Setze bitte den Text über Kolkata und die Gemüsefelder von Dhapa im Anschluss an seinen letzten Satz fort.
##### Seite #####
Indien: Von toxischem Blumenkohl zu BlackRock

Seite 2: New Town: Kolkota, die Zukunft?

Aber viele Fischer geben auf und verkaufen an Spekulanten. "Unsere Arbeit wird immer schwieriger, weil die Verschmutzung des Abwassers schlimmer wird und wir das Wasser nicht mehr sauber bekommen. Doch die Regierung weigert sich, uns mit Zahlungen zu unterstützen oder etwas gegen die Verschmutzung zu tun", sagt der Fischer Sujut Mandal.

So landet ein Teil der täglich 750.000 Millionen Liter Abwässer Kolkatas auf den Gemüsefeldern Dhapas. Der Rest wird über mehrere Kanäle in die Sundarbans geleitet, die größten Mangrovenwälder der Erde. Auch sie wurden von der Unesco und dem Ramsar-Abkommen unter Schutz gestellt.

An der sechsspurigen Ringstraße bleibe ich stehen. Im 30-Sekunden-Takt stoppen Autos und Motorräder. Die Fahrer decken sich bei den Händlern mit frischem Dhapa-Blumenkohl ein. Hier beginnt die Stadt Kolkata mit ihren 4,5 Millionen Einwohnern.

Tagsüber wächst sie auf acht Millionen Menschen an, dann drängen sich 50.000 Menschen auf einem Quadrat-Kilometer. Im Großraum Kolkata leben 16,4 Millionen Menschen. Im Jahr 2025 sollen es 20 Millionen sein.

In einem Monat werden hier an der Ringstraße wohl wieder Bettlacken hängen, um den Besuchern des Business Summit 2023 in Kolkata den Anblick Dhapas zu ersparen.
##### Quellenauszug #####
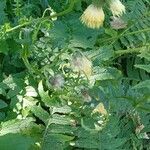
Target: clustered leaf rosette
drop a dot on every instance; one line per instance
(93, 17)
(117, 8)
#####
◆ **Ergebnis**:
Auch in New Town gibt es schon die ersten Bauruinen. Foto: Gilbert Kolonko

Der Blick der Besucher soll auf die andere Straßen-Seite fallen: Dort steht das 128 Meter hohe ITC-Royal-Hotel mit einem durchschnittlichen Zimmerpreis von 200 Euro pro Nacht. Daneben das 152 Meter hohe Apartment-Gebäude The Atmosphere, in dem Mercedes einen Ausstellungsraum seiner Autos betreibt.

Warum diese Luxusimmobilien ausgerechnet hier gebaut worden sind, verrät ein Blick nach oben: Dort verläuft oberirdisch die neue Metro, die nächstes Jahr eröffnet werden soll. Sie wird dann bis in den Nordwesten nach New Town führen – eine auf dem Reißbrett geplante Stadt für 500.000 Menschen, mit 30-stöckigen Apartmenthäusern und reichlich Shopping-Centern für die aufstrebende Mittelklasse.

Auch in Indien konsumiert und verdreckt sie ihre Umwelt um ein Vielfaches mehr als die Armen des Landes.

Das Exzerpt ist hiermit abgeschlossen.